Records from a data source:
=======

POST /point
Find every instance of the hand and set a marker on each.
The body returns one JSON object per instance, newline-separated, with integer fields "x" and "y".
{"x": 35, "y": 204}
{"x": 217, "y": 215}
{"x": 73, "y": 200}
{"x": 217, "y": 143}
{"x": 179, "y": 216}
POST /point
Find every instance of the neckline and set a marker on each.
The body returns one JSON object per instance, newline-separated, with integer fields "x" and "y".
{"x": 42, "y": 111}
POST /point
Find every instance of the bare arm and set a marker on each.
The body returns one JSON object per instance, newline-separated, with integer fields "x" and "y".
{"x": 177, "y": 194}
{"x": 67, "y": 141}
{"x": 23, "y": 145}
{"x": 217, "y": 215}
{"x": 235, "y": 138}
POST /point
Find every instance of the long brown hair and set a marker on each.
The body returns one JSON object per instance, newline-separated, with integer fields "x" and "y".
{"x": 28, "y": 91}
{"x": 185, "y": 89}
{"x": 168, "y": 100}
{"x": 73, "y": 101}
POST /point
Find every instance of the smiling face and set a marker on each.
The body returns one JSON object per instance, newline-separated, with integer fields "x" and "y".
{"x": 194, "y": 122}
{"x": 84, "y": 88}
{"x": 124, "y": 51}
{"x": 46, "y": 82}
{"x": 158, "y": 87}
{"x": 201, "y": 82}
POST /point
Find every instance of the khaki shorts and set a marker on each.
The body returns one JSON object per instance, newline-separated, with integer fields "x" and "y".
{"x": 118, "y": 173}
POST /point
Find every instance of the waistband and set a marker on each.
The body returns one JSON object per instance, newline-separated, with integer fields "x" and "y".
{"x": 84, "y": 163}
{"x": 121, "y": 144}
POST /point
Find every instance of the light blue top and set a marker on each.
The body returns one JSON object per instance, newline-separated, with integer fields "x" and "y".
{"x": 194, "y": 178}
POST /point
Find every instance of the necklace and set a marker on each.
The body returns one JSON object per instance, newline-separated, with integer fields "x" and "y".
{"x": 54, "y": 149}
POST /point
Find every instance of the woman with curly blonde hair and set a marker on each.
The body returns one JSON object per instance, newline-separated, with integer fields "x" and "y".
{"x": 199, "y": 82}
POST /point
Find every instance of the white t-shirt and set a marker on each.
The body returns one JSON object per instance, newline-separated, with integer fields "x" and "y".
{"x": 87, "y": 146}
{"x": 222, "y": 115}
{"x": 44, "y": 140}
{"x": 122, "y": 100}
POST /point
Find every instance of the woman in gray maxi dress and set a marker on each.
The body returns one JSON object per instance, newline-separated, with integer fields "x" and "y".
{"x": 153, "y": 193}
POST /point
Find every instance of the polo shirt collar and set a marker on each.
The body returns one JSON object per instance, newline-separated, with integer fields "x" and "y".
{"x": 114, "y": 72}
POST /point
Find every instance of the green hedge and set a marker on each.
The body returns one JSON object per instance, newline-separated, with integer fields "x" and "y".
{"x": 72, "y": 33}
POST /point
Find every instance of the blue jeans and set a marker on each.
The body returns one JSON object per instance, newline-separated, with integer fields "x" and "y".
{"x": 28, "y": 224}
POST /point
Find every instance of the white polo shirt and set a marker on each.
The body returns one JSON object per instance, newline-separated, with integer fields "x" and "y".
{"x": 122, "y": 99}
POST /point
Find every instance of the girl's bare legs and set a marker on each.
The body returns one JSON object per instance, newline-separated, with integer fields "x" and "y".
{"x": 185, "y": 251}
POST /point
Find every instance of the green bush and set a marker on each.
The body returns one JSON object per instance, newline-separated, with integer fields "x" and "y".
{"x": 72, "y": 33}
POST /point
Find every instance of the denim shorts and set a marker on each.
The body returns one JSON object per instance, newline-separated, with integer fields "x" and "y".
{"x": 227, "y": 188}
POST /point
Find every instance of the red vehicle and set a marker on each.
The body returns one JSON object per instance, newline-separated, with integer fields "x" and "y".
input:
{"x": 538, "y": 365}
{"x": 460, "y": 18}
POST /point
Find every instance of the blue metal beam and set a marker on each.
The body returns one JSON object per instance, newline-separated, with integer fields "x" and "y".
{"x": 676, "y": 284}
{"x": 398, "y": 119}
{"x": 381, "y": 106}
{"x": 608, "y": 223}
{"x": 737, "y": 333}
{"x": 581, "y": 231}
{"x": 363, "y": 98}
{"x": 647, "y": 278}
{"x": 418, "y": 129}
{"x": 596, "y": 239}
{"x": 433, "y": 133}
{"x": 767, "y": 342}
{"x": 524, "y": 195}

=======

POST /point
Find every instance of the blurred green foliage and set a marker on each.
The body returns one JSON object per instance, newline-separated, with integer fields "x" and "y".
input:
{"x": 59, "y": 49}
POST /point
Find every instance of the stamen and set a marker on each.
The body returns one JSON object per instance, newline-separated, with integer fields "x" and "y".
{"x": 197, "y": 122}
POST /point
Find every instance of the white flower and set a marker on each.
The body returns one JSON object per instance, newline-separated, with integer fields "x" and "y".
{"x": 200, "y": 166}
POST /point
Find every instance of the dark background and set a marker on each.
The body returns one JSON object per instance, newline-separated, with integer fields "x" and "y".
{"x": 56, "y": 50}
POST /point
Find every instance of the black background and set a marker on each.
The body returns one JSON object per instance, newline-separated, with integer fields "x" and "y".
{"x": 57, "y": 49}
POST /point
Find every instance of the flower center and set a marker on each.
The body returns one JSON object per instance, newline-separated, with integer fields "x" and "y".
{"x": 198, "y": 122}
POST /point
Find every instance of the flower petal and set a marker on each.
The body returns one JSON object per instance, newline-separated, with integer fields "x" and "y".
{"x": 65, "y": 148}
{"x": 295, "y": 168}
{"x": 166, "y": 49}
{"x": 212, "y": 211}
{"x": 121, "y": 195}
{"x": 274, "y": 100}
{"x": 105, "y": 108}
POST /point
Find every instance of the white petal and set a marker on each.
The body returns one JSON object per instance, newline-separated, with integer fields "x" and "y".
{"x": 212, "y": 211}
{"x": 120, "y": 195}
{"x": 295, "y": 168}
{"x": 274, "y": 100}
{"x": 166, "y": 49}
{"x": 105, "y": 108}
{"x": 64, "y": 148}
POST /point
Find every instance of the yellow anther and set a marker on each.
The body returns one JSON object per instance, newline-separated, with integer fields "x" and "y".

=======

- [Do this]
Locate every line in the listing that contains the word "blue" and copy each of those lines.

- [Problem solution]
Find every instance of the light blue top and set a marker on each.
Find every instance of the blue jeans and set a marker on each.
Find every instance of the blue metal beam and set a marker on each.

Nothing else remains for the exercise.